-- DATA FOR PROCESSING start --

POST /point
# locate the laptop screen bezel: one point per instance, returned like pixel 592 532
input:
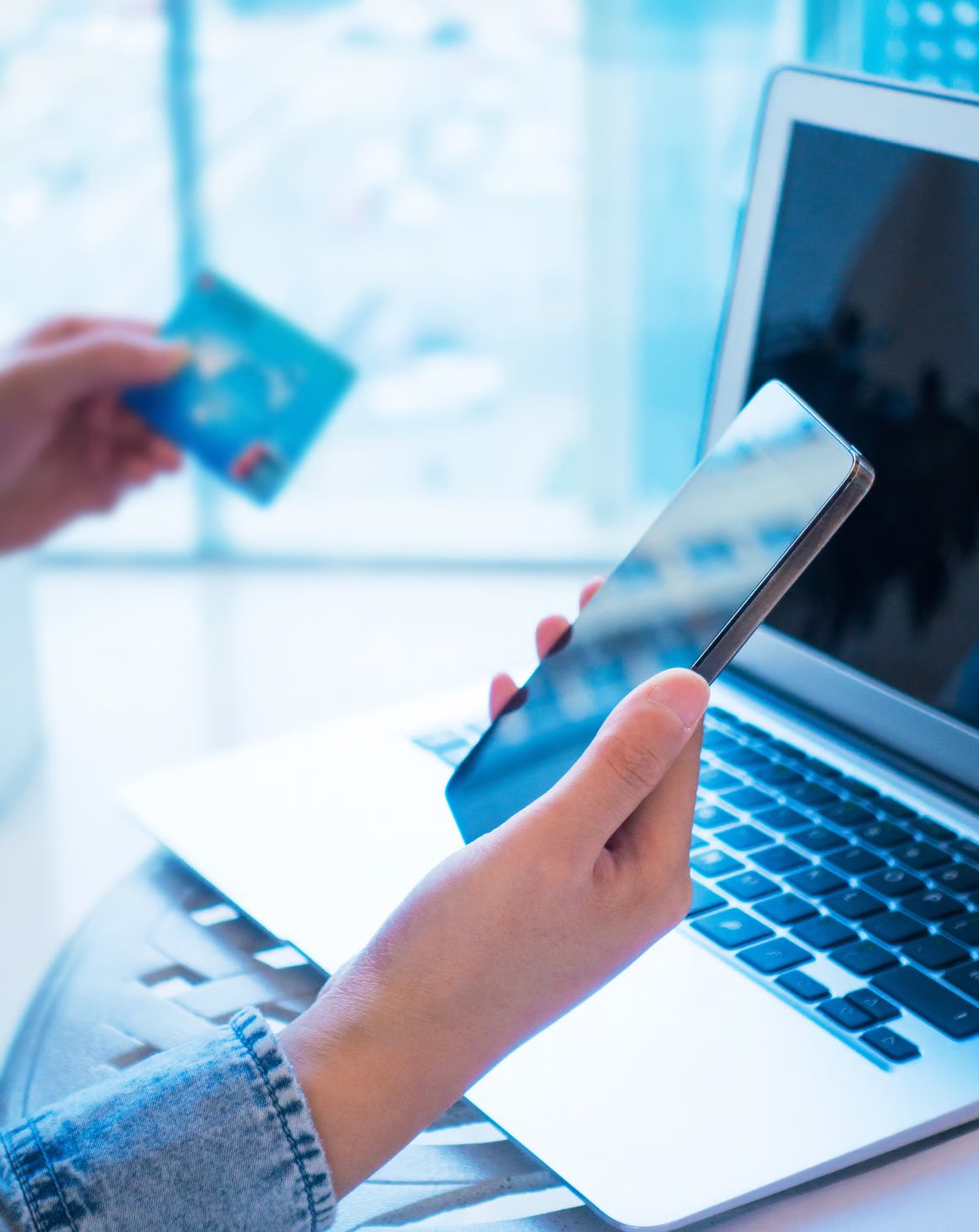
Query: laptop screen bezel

-- DATA FOR PROCESSING end --
-- DATA FOR PROCESSING start --

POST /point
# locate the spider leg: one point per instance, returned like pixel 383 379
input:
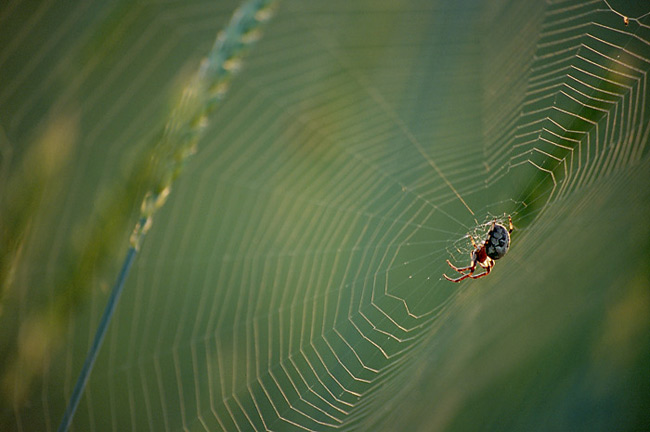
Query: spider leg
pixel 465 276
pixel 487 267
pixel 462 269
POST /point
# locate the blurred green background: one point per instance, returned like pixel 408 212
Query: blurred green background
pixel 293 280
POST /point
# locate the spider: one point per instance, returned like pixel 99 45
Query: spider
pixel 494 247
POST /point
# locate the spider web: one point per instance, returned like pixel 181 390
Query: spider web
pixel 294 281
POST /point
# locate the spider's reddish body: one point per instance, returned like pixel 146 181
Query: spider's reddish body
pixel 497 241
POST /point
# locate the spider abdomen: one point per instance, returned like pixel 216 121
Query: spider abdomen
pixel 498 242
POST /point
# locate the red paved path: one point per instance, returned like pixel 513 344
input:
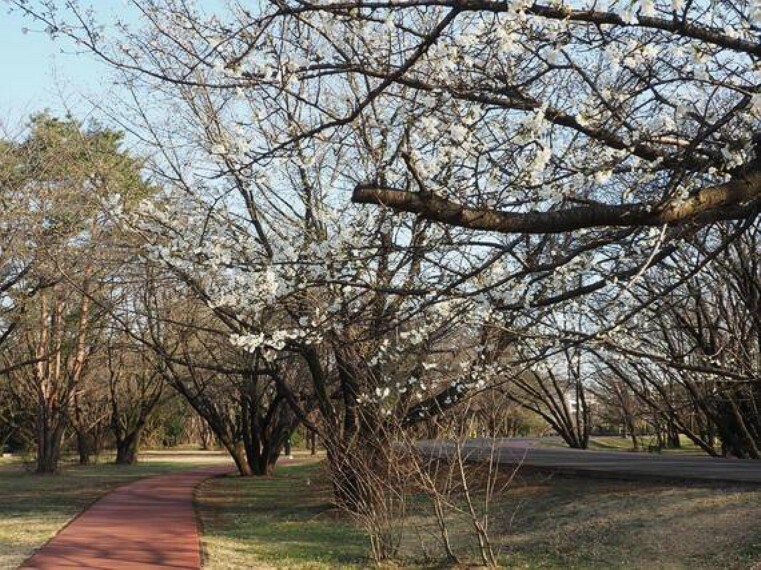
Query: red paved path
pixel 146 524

-- DATA FOR PROCESSING end --
-- DATA FOR PROCESSING start --

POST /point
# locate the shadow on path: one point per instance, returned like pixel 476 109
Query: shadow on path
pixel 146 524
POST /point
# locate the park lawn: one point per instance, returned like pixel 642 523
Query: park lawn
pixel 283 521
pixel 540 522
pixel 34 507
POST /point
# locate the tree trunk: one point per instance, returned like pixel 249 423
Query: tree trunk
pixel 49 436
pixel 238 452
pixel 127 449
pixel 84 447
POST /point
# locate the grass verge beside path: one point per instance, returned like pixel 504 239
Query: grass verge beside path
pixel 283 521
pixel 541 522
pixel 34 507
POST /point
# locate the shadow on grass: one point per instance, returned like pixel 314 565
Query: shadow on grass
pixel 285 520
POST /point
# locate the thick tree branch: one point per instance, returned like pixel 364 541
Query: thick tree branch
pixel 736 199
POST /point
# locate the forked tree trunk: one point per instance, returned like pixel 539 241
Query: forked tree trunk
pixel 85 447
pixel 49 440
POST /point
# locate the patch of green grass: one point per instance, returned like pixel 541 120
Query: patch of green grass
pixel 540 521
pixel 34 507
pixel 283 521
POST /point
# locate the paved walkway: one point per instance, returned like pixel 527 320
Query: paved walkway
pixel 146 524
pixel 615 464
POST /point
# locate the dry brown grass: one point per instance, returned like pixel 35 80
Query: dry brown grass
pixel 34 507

-- DATA FOR PROCESSING end --

■ WHAT NEEDS TO BE DONE: Tally the lines in the entries above that contain the string "verge", treating uppercase and lowercase as different. Reply with that number alone.

■ WORKED ANSWER: 2